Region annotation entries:
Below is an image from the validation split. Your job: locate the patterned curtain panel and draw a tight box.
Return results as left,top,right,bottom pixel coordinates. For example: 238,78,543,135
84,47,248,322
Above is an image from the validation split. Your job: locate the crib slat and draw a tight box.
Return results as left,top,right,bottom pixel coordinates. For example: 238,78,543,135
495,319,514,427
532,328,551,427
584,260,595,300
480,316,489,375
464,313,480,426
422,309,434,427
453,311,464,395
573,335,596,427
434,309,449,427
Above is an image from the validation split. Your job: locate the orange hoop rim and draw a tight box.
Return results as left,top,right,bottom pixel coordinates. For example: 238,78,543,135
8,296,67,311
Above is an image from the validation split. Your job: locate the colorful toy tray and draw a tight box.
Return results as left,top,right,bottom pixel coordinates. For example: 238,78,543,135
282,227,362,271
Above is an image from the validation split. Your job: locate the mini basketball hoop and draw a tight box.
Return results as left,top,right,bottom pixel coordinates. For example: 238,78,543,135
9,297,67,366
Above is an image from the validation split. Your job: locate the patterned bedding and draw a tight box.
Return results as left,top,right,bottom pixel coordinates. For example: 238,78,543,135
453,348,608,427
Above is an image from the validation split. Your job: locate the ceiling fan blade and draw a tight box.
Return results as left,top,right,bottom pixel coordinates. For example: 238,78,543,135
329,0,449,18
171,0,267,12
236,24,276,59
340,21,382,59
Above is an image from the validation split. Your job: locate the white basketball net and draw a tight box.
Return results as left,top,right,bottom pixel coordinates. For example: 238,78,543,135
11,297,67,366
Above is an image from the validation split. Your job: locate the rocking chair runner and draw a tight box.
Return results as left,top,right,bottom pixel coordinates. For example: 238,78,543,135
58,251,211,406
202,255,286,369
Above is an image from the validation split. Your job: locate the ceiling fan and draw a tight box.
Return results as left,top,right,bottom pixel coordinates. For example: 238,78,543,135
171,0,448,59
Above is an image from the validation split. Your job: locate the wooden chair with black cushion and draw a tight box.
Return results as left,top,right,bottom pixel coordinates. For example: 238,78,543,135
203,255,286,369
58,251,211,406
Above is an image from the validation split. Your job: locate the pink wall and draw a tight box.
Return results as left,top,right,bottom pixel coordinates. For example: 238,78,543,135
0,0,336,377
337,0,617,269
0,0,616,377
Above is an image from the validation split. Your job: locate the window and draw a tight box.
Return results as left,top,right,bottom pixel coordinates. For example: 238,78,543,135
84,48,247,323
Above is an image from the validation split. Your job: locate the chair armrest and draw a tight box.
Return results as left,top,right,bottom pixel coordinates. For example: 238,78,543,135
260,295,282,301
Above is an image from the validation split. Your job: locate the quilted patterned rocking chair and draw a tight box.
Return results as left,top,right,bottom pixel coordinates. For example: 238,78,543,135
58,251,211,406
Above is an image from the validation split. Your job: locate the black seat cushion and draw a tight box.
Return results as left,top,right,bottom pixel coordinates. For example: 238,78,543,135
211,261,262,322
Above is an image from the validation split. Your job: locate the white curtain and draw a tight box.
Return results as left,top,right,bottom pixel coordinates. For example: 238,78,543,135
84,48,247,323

Given problem:
Edit the rows above so that every "validation split" becomes "test split", keeping all other text unchanged.

Expected answer:
Below is an image from the test split. Your job: locate the patterned curtain panel and draw a tight box.
Return results as left,top,right,bottom pixel coordinates. For example: 238,78,543,135
84,47,248,322
Above is an image from the test split. Your job: locate the crib slat and draw a tight box.
Return results as left,top,right,bottom pixel coordinates. For example: 238,78,543,135
495,319,514,427
532,328,551,427
584,260,595,300
480,316,489,375
464,313,480,426
422,309,434,427
453,311,464,395
573,335,596,427
434,309,449,427
Above is an image from the test split. Your job: locate the orange hoop rim and draw a tight box.
Return results as left,top,right,bottom pixel coordinates. For example: 238,78,543,135
8,296,67,311
Above is an image from the test split. Your job: locate the colorful toy tray and draw a tight box.
Return results as left,top,right,bottom pixel coordinates. For example: 238,78,543,135
282,227,362,271
Above is an image from the test split. Your job: locate the mini basketball hoop and draw a tight box.
Return results as left,top,right,bottom pixel coordinates. For example: 238,78,543,135
9,297,67,366
Above is an image from the test split. Your job: locate the patterned bedding and draw a tight box.
Return results as left,top,right,bottom pixel coordinates. For example: 238,78,543,135
453,348,608,427
Above is an image from the test split. Your job: locate the ceiling fan blade and draw a tight box.
Return results as left,top,right,bottom pixel coordinates. For example: 238,78,543,135
329,0,449,18
171,0,267,12
236,24,276,59
340,21,382,59
Above is an image from the test split. Your job: locate the white basketball net and draw a tight box.
Return results as left,top,right,bottom pixel coordinates. For example: 238,78,543,135
11,297,67,366
Above is an image from the test split. Your job: locate the rocking chair runner and draw a tight box.
Return results as left,top,right,bottom pixel coordinates. For example: 238,78,543,135
58,251,211,406
202,255,286,369
Above is an image from the test split. Your job: locate the ceiling fan and draw a tight box.
Return results as left,top,right,bottom pixel coordinates. For example: 238,78,543,135
171,0,448,59
Above is an image from the test split. Your job: locate the wooden chair with black cushion and draw a tight box.
Return results as left,top,right,bottom pixel coordinates. For example: 238,78,543,135
203,255,286,369
58,251,211,406
Above is an image from the test split. Your job: locate the pink wall and draw a tight box.
Return results as left,top,right,bottom pixel coordinates. For example: 238,78,543,135
0,0,336,377
337,0,617,269
0,0,616,377
Above is an image from the test split. Your job: locate the window and draw a tight box.
Return results as left,top,right,bottom pixel coordinates. For example: 238,78,543,135
84,48,247,323
Above is an image from the test split. Your job: locate the chair armrest and draw a tight box.
Return results as left,top,right,bottom pixel coordinates. For example: 238,78,543,135
260,295,282,301
Above is an image from the test split. Your job: locate the quilted patterned rocking chair and draw a tight box.
Return results as left,top,right,bottom pixel coordinates. For example: 238,78,543,135
58,251,211,406
Above is an image from the test split. Your job: locate the black seat cushion and draw a tight box.
Return results as left,top,right,bottom pixel coordinates. For example: 238,78,543,135
211,261,262,322
Above is an image from the test split. Your job: locate the white curtain and draw a tight box.
Return results as left,top,right,bottom pixel coordinates. For example: 238,78,543,135
84,48,247,323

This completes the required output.